**CHALLENGE:** Print every item below word for word, leaving out the pictures.

╭─ RECORDS PROVIDED

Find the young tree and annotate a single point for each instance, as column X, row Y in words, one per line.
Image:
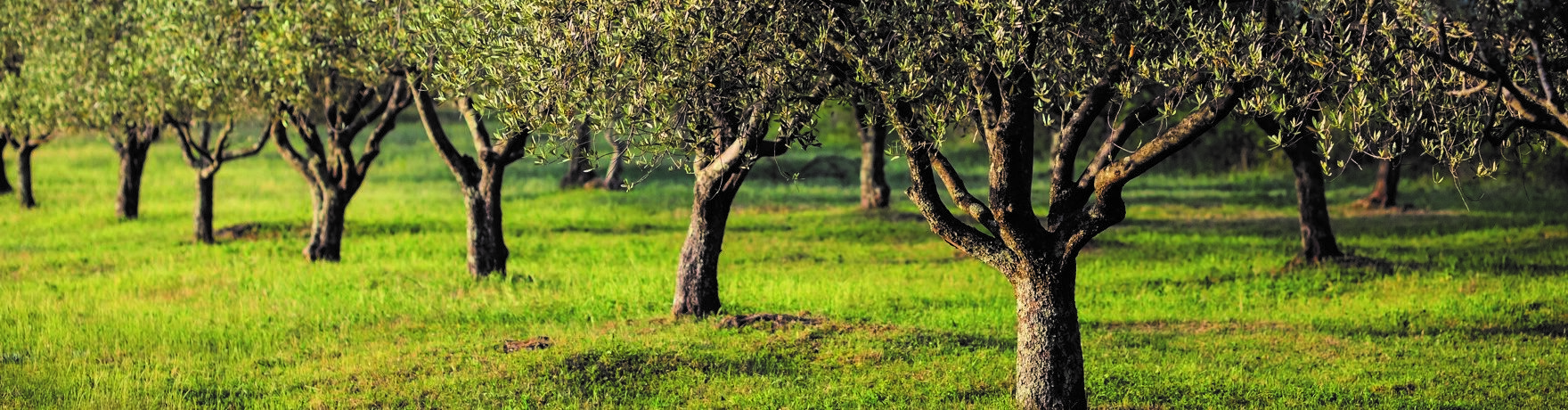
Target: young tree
column 334, row 70
column 33, row 86
column 998, row 62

╰─

**CORRECT ANSWER:**
Find the young tree and annotate a single point for each instance, as column X, row Y in words, one per line.
Image:
Target: young tree
column 334, row 70
column 33, row 86
column 998, row 62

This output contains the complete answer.